» **Raw data**
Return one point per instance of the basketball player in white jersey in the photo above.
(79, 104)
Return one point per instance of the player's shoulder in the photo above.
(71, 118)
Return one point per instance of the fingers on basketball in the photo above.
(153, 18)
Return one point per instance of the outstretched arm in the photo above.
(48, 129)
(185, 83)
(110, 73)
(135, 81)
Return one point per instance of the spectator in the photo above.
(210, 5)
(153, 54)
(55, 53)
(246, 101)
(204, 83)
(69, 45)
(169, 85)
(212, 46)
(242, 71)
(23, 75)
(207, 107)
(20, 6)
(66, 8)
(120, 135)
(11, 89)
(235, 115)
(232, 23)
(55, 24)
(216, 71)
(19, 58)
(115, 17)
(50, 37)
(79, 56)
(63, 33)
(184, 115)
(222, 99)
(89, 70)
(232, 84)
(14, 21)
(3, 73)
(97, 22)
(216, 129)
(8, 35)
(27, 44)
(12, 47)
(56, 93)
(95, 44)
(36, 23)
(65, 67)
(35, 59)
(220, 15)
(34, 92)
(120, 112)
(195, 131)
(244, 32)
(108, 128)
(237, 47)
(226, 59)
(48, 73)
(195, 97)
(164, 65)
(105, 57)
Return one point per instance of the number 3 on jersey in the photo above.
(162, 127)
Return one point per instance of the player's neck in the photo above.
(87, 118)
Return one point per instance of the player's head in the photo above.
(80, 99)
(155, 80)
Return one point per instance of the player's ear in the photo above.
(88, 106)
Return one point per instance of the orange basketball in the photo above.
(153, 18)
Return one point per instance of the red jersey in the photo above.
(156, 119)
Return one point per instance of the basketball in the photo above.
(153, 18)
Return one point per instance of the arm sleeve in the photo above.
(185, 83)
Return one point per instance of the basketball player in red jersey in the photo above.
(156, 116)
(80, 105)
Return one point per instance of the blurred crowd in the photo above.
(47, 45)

» **Task item**
Look for the line that contains "Return one point per instance of the basketball player in red" in the entries above. Set it down, along with all later lines, exactly as written.

» **Answer for the task**
Return one point per instance of the basketball player in red jersey in the photo above.
(156, 116)
(80, 105)
Return one point per instance of the blurred crowd in the photo above.
(47, 45)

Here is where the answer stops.